:: WHAT TO WORK ON ::
Return only this: the line with "Quality check round. The original labels for purple" and all the lines that follow it below, through the final one, exactly as they are.

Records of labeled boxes
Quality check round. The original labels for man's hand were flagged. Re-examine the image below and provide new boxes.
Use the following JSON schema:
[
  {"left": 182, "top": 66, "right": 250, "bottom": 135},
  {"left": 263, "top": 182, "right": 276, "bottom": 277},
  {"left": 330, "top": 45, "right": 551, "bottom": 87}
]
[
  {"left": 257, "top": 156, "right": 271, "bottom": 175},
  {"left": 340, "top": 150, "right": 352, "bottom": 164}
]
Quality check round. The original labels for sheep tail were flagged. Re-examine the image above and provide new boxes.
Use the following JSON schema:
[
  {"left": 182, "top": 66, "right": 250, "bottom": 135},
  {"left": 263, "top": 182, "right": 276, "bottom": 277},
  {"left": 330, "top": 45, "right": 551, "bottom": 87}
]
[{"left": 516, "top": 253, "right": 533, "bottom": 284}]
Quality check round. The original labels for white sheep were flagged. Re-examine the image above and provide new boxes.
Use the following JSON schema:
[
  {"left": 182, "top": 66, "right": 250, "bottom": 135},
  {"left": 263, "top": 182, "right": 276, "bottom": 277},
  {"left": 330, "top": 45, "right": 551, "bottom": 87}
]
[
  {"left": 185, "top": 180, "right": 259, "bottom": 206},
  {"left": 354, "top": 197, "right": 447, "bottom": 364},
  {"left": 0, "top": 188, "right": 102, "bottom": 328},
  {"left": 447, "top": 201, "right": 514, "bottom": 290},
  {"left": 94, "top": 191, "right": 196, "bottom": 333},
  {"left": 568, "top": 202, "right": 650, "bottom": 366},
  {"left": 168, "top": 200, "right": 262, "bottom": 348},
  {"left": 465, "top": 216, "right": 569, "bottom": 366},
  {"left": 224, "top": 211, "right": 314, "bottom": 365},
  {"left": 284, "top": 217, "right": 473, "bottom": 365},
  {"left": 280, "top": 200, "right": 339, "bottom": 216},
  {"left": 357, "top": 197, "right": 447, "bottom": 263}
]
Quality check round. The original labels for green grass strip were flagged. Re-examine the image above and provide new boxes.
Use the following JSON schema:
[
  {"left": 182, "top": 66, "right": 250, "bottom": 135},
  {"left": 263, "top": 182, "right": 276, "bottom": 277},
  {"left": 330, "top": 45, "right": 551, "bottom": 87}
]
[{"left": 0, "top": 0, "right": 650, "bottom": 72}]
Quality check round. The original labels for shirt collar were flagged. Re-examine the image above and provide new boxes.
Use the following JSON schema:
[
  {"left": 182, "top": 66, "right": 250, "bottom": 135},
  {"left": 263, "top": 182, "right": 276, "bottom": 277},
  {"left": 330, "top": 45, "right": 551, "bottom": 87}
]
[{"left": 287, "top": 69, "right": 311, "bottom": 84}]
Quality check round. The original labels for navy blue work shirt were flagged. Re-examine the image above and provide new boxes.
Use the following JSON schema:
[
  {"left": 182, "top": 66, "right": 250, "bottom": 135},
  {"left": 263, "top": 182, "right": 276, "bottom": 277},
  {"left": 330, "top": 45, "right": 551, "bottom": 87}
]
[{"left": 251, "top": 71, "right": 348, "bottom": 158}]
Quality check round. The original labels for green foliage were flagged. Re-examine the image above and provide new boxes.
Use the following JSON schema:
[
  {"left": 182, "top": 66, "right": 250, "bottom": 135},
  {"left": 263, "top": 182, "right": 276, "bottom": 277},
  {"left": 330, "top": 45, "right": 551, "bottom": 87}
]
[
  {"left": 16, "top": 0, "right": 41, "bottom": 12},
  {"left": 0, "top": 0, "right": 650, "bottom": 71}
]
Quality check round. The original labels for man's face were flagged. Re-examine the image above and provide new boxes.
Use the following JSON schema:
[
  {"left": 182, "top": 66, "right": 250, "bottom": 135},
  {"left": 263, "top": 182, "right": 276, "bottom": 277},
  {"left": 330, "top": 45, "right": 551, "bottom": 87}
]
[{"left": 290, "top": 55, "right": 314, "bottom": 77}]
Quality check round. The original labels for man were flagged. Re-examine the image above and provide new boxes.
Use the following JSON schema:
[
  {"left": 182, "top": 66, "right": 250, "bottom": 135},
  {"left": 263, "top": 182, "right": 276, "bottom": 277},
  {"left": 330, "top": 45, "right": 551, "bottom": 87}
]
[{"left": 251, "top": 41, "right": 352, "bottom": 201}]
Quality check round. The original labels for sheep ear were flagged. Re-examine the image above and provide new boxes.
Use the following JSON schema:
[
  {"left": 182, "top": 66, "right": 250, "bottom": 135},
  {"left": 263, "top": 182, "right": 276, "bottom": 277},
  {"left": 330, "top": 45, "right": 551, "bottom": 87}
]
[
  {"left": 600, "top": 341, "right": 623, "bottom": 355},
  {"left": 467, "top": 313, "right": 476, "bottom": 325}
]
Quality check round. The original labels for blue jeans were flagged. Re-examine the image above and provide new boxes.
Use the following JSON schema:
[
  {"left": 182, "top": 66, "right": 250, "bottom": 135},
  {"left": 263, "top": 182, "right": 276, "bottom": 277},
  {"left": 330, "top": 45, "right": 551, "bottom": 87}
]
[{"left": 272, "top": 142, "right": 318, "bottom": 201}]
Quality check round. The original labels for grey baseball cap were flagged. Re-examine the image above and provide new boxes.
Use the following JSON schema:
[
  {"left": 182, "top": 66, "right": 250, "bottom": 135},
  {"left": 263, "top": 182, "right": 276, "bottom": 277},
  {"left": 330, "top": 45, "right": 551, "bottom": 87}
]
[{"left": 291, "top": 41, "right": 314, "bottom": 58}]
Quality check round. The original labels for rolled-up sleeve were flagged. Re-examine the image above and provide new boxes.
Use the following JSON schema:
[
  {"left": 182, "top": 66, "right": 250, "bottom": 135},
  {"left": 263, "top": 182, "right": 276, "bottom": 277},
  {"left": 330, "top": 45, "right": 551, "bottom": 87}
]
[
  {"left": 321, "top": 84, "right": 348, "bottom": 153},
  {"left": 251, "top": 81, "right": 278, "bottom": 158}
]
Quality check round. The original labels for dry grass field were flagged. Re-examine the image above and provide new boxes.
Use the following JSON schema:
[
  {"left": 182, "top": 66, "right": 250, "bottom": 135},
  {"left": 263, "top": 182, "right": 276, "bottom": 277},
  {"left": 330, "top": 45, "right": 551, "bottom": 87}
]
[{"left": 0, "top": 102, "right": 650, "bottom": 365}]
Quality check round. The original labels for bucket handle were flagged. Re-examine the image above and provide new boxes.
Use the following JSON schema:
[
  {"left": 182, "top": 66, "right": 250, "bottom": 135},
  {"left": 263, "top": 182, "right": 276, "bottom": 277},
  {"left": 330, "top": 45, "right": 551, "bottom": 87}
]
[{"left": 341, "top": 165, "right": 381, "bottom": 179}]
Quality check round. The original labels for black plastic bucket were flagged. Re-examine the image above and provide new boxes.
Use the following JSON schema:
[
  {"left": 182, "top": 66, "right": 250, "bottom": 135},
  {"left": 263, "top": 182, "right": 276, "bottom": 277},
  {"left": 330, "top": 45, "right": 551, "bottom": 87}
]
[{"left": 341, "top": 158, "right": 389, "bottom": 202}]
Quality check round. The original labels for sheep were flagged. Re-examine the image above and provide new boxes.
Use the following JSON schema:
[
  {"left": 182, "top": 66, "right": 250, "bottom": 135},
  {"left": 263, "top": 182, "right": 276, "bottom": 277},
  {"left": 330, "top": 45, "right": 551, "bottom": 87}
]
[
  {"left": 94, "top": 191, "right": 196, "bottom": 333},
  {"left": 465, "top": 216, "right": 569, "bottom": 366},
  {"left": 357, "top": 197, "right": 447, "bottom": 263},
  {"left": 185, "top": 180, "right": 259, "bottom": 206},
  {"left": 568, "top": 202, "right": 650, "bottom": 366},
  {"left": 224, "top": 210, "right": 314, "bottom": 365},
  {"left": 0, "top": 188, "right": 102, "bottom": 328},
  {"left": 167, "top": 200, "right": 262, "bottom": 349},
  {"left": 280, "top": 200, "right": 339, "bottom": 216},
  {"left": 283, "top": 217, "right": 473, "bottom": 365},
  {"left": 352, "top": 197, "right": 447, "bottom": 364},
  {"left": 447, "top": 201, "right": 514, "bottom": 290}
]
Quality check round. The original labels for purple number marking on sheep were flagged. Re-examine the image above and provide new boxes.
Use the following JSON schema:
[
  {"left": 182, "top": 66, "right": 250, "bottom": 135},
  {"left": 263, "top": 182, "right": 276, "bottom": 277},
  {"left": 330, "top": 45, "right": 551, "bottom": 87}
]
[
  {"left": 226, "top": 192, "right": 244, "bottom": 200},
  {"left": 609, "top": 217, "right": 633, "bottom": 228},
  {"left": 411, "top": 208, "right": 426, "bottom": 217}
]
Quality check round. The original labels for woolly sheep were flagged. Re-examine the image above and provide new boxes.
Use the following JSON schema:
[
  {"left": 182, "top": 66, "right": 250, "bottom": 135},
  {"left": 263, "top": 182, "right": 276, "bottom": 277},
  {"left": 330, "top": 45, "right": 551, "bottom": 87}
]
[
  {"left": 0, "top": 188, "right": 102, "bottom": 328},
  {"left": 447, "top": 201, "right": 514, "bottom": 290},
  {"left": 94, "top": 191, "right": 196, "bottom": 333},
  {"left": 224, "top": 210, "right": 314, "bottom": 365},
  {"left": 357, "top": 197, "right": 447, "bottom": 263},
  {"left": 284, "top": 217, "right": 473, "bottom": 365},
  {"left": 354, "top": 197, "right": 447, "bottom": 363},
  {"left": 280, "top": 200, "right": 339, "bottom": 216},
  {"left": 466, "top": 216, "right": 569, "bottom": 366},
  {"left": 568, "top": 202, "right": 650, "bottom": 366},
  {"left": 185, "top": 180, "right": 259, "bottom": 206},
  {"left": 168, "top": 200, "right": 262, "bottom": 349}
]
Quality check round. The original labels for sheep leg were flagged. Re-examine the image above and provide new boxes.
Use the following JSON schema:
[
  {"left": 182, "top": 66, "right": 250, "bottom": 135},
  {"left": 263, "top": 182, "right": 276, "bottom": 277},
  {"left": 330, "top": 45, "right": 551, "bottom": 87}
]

:: RESPONSE TO THE TASK ::
Quality check round. The original labels for purple number marking on sheep were flagged. Re-examine the image above and provide new boxes.
Use the following JSON schema:
[
  {"left": 182, "top": 66, "right": 250, "bottom": 135},
  {"left": 263, "top": 182, "right": 276, "bottom": 277},
  {"left": 330, "top": 45, "right": 551, "bottom": 87}
]
[
  {"left": 226, "top": 192, "right": 244, "bottom": 200},
  {"left": 609, "top": 217, "right": 633, "bottom": 228},
  {"left": 411, "top": 208, "right": 426, "bottom": 217}
]
Quality check round. The original labels for woolly sheep were flagged. Re-examine the image above and provide new boxes.
Use the following JSON schema:
[
  {"left": 182, "top": 66, "right": 250, "bottom": 135},
  {"left": 263, "top": 182, "right": 276, "bottom": 277},
  {"left": 330, "top": 45, "right": 551, "bottom": 87}
]
[
  {"left": 0, "top": 188, "right": 102, "bottom": 328},
  {"left": 447, "top": 201, "right": 514, "bottom": 290},
  {"left": 94, "top": 191, "right": 196, "bottom": 333},
  {"left": 224, "top": 210, "right": 314, "bottom": 365},
  {"left": 357, "top": 197, "right": 447, "bottom": 263},
  {"left": 284, "top": 217, "right": 473, "bottom": 365},
  {"left": 354, "top": 197, "right": 447, "bottom": 363},
  {"left": 280, "top": 200, "right": 339, "bottom": 216},
  {"left": 466, "top": 216, "right": 569, "bottom": 366},
  {"left": 568, "top": 202, "right": 650, "bottom": 366},
  {"left": 185, "top": 180, "right": 259, "bottom": 206},
  {"left": 168, "top": 200, "right": 262, "bottom": 349}
]
Quality check round. The original labels for sheep leg were flagged. Re-examine the image above and provide new boxes.
Use the following JSON schema:
[
  {"left": 182, "top": 66, "right": 250, "bottom": 135},
  {"left": 263, "top": 182, "right": 276, "bottom": 277},
  {"left": 330, "top": 45, "right": 551, "bottom": 87}
]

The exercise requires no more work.